GIVEN EXERCISE 1 |
Which two open-source projects does the mailing list post on slow SymbolLookup.libraryLookup() name as using the copy-then-load-library mechanism?

SymbolLookup.libraryLookup() is quite slow on MacOS with M-series chips

Chris Vest mr.chrisvest at gmail.com
Tue Jun 6 22:06:51 UTC 2023


Note that Netty (like many others that use JNI) only does the file copying
dance because it includes its native libraries inside its JAR files, and
the native libraries have to be copied out of the JAR files for dlopen to
read them.
If linking to any locally installed OpenSSL is good enough for your use
case, then you can just link it directly, without copying.

On Sat, May 27, 2023 at 10:35 AM 刘希晨 <benrush0705 at gmail.com> wrote:

> Today I did some more tests about the scenario, and what surprised me is
> that this problem has a wide influence.
>
> I am not an expert in C or C++, and I am not familiar with the underlying
> JVM source codes, I could only judge from the results and let you guys find
> out what's really wrong.
>
> This copy then loadlibrary mechanism has been used by a lot of famous
> open-source projects, such as Netty or RocksDB, in fact I learned from them
> when I was developing my own framework.
> So I tested a really really simple example to prove my idea.

Location labeling records:
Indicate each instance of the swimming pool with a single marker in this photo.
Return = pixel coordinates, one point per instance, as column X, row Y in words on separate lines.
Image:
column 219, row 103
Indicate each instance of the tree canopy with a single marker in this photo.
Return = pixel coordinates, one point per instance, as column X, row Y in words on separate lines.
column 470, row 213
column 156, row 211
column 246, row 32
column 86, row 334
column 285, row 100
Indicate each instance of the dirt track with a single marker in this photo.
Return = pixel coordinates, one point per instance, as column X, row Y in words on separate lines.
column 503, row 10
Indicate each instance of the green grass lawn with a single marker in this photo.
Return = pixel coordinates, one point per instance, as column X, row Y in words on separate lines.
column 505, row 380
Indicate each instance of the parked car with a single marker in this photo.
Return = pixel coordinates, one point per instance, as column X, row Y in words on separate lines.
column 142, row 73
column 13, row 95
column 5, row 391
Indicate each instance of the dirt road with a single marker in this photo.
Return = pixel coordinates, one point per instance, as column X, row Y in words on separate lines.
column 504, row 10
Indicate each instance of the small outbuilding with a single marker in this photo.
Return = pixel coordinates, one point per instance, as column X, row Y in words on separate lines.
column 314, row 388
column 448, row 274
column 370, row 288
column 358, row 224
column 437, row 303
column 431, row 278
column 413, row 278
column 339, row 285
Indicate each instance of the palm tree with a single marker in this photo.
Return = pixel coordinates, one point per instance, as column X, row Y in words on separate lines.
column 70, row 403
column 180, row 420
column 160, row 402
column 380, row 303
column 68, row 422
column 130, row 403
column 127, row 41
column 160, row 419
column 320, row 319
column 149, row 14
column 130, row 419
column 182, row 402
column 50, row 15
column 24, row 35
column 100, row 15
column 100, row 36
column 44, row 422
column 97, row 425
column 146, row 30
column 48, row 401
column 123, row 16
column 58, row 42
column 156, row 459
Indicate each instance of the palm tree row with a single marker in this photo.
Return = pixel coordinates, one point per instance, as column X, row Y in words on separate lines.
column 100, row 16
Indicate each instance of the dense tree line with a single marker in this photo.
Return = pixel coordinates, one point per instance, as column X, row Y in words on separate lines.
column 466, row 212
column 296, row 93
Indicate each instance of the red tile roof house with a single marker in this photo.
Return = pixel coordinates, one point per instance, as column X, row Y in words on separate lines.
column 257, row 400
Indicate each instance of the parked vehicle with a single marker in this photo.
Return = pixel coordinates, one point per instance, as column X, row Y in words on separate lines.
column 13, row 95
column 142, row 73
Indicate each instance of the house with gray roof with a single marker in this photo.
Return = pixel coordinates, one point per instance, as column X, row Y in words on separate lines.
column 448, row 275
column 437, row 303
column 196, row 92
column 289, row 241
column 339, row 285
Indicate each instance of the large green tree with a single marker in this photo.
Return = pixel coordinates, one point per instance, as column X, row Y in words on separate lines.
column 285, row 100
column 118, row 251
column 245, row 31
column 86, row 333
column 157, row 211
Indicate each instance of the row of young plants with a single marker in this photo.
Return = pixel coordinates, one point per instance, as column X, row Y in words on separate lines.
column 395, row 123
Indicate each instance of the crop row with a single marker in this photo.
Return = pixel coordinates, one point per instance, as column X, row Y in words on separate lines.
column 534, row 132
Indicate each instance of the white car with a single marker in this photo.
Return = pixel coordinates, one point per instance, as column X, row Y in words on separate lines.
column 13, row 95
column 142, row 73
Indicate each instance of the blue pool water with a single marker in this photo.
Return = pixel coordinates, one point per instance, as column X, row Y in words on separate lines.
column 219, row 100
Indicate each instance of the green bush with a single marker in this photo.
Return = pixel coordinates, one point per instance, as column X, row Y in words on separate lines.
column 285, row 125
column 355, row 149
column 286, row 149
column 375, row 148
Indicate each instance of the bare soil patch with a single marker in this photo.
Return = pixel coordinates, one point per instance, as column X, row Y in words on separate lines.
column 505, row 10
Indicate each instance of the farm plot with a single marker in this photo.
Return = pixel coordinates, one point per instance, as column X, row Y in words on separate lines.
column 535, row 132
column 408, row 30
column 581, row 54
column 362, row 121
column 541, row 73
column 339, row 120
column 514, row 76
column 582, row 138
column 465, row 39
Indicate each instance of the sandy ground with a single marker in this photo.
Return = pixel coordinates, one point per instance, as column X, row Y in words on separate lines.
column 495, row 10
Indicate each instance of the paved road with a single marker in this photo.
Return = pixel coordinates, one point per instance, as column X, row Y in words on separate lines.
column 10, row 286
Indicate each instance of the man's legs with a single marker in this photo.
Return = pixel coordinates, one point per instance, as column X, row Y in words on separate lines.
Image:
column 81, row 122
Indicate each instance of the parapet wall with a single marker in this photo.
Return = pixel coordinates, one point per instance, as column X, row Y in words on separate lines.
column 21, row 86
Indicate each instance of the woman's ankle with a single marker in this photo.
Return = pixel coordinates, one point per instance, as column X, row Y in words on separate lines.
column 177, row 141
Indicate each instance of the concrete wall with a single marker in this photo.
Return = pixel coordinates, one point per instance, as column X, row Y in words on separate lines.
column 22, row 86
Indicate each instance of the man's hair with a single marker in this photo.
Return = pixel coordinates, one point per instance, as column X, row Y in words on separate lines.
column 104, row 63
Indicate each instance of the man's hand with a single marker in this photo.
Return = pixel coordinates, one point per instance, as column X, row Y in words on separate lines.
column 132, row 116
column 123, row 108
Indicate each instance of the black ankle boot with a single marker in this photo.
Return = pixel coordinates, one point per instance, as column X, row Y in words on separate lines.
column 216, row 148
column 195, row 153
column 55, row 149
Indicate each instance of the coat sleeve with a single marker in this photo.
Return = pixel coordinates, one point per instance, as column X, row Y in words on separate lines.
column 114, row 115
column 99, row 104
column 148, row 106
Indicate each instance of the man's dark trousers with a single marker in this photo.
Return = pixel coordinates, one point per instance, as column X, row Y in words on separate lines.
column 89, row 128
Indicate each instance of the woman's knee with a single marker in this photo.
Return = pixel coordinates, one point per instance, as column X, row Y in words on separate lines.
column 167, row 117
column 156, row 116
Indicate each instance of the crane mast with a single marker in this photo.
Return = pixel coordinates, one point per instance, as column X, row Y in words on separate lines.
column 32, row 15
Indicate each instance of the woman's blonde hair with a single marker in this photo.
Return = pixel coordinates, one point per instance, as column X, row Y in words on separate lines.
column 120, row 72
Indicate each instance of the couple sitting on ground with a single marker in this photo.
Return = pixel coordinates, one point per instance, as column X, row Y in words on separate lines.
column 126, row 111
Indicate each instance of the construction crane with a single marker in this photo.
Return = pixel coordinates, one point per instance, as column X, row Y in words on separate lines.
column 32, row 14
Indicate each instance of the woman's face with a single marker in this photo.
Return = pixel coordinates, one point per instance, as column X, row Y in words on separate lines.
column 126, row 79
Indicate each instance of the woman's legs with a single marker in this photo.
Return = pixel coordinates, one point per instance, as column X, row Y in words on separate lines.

GIVEN EXERCISE 2 |
Write out, line for line and unchanged, the records from their first line through the line holding "column 219, row 103", with both ends included.

FULL OUTPUT 1 |
Netty and RocksDB.

FULL OUTPUT 2 |
Indicate each instance of the swimming pool with a single marker in this photo.
Return = pixel coordinates, one point per instance, as column X, row Y in words on separate lines.
Image:
column 219, row 103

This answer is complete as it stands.